▶ [REQUIREMENT]
Copy each line of the entries below that contains the string "windshield".

--------------------

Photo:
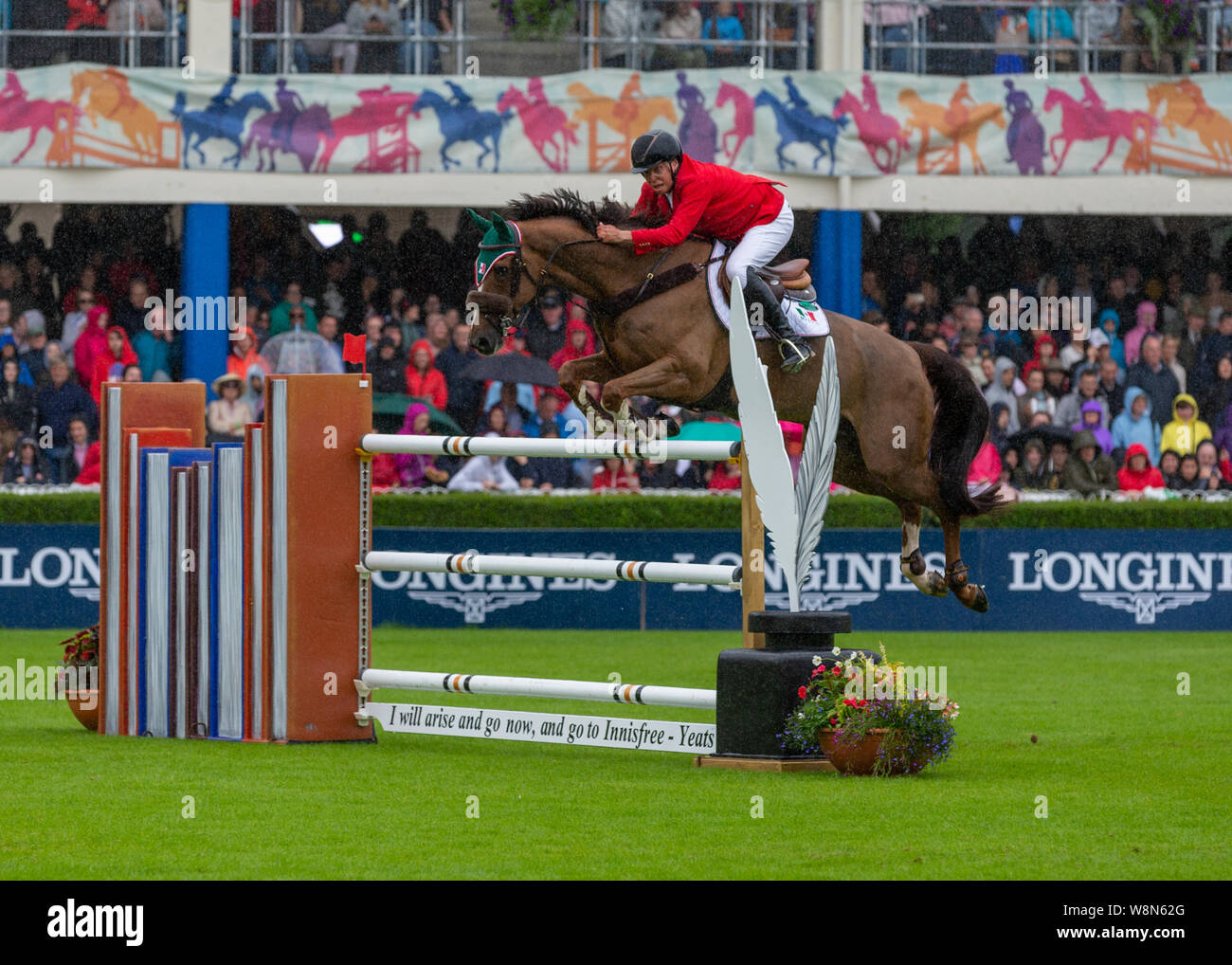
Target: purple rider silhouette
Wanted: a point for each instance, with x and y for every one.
(290, 105)
(698, 135)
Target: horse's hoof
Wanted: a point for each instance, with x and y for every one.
(980, 602)
(934, 584)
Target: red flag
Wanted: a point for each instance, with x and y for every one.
(355, 350)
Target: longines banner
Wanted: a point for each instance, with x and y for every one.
(836, 123)
(1036, 579)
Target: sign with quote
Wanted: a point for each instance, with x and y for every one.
(547, 729)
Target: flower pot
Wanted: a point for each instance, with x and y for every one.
(90, 699)
(861, 758)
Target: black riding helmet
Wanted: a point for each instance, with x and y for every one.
(653, 147)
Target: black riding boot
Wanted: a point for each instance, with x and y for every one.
(793, 349)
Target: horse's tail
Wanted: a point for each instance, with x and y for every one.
(959, 429)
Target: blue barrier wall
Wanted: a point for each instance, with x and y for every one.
(1036, 579)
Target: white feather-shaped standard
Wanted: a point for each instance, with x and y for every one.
(769, 467)
(817, 464)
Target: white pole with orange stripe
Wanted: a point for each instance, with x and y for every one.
(554, 566)
(537, 686)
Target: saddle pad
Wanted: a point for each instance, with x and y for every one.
(806, 319)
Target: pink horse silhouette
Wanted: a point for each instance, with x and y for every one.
(742, 128)
(543, 124)
(1079, 121)
(879, 132)
(20, 114)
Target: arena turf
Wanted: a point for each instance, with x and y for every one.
(1134, 778)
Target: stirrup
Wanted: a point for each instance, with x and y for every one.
(793, 356)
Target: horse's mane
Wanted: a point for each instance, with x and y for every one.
(567, 204)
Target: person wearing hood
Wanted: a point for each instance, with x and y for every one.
(1153, 377)
(156, 348)
(245, 355)
(110, 364)
(1219, 394)
(1093, 422)
(1034, 472)
(1134, 426)
(415, 471)
(998, 426)
(1186, 430)
(1070, 408)
(9, 350)
(1006, 389)
(1035, 401)
(424, 380)
(1138, 473)
(26, 466)
(1109, 323)
(91, 343)
(1045, 349)
(1147, 316)
(1088, 469)
(254, 392)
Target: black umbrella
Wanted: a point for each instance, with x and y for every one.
(512, 366)
(1047, 432)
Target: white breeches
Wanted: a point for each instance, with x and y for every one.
(760, 245)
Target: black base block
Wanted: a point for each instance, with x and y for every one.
(756, 689)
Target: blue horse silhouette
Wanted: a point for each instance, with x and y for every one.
(226, 123)
(797, 124)
(464, 122)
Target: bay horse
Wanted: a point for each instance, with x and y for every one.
(912, 418)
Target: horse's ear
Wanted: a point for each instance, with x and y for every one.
(501, 226)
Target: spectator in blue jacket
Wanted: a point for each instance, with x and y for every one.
(58, 403)
(1136, 426)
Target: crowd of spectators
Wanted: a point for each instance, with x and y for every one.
(74, 316)
(1119, 378)
(1141, 397)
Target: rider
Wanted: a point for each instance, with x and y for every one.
(717, 202)
(290, 105)
(222, 100)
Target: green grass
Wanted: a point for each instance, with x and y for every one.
(1134, 778)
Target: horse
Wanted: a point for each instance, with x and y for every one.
(378, 111)
(37, 116)
(1079, 122)
(464, 123)
(795, 126)
(311, 126)
(742, 124)
(1187, 110)
(879, 132)
(912, 418)
(543, 124)
(111, 98)
(202, 126)
(957, 122)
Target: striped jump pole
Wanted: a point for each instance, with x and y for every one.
(472, 445)
(554, 566)
(538, 686)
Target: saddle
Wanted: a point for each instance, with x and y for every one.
(789, 280)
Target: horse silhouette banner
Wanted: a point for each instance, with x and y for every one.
(805, 123)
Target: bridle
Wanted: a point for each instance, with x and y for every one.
(520, 269)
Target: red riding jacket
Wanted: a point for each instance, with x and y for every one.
(709, 200)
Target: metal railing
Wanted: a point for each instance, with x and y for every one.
(636, 48)
(913, 37)
(130, 46)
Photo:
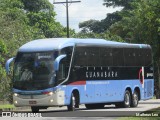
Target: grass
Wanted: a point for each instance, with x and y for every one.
(152, 112)
(5, 106)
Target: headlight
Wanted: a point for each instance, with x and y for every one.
(50, 93)
(15, 94)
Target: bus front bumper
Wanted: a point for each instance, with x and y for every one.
(56, 99)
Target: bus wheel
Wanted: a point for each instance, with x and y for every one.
(94, 106)
(35, 109)
(127, 99)
(135, 100)
(71, 106)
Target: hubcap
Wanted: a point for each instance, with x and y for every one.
(127, 99)
(135, 99)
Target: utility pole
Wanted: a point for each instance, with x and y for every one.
(67, 14)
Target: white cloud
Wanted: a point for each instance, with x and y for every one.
(79, 12)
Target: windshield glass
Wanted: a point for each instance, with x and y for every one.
(34, 71)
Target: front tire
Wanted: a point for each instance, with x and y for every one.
(127, 99)
(135, 99)
(72, 105)
(35, 109)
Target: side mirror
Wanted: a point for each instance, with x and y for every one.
(7, 65)
(57, 61)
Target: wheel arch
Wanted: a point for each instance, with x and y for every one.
(76, 93)
(137, 89)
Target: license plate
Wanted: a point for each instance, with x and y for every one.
(32, 102)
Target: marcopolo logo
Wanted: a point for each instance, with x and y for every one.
(15, 114)
(6, 114)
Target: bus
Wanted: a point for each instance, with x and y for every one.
(71, 71)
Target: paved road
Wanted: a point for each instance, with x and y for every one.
(82, 113)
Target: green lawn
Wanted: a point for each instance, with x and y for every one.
(6, 106)
(152, 113)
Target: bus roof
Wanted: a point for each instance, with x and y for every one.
(50, 44)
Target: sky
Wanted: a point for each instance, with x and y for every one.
(82, 11)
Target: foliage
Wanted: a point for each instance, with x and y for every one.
(106, 35)
(22, 21)
(116, 3)
(101, 26)
(42, 16)
(142, 25)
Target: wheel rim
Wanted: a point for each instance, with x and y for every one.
(73, 102)
(135, 96)
(127, 99)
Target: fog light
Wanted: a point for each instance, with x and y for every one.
(15, 94)
(50, 93)
(51, 100)
(15, 102)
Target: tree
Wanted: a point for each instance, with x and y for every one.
(117, 3)
(142, 25)
(42, 16)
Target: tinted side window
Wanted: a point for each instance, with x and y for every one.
(93, 56)
(148, 57)
(140, 58)
(106, 57)
(81, 56)
(129, 56)
(118, 57)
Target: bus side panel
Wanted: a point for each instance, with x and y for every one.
(148, 89)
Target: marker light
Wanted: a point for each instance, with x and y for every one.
(51, 100)
(50, 93)
(15, 102)
(15, 94)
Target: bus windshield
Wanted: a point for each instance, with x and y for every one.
(34, 71)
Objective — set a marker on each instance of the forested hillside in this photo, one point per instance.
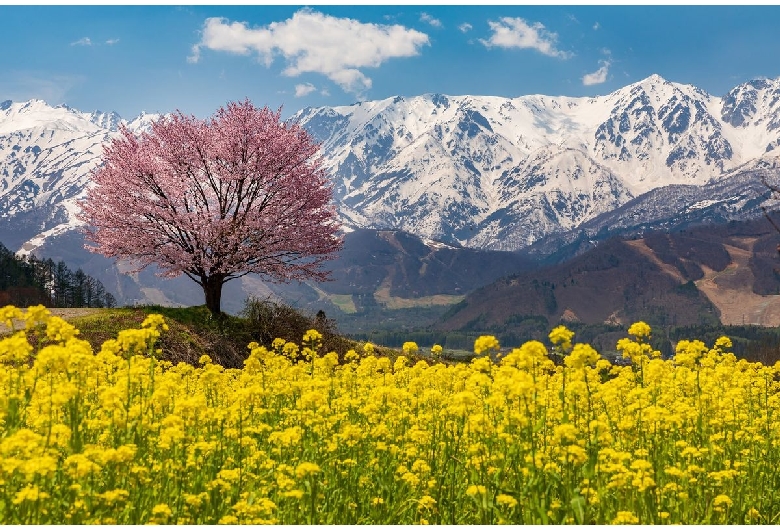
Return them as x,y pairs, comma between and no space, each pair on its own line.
26,281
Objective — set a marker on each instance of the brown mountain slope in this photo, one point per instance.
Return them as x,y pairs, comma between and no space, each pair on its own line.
705,275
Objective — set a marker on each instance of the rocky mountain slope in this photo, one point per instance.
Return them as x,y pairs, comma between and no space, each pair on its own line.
727,274
542,173
502,173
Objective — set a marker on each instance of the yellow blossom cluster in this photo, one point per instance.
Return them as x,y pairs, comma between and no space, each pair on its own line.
299,436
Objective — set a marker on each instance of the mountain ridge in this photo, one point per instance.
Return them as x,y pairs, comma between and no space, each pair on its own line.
532,172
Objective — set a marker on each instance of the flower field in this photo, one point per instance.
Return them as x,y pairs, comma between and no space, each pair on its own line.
301,436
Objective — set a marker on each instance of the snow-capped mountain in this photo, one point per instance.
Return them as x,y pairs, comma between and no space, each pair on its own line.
478,171
502,173
46,154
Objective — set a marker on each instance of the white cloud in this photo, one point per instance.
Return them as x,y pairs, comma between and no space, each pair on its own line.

--------------------

▶ [WRITTEN SOLUTION]
Target: windshield glass
Target: bus windshield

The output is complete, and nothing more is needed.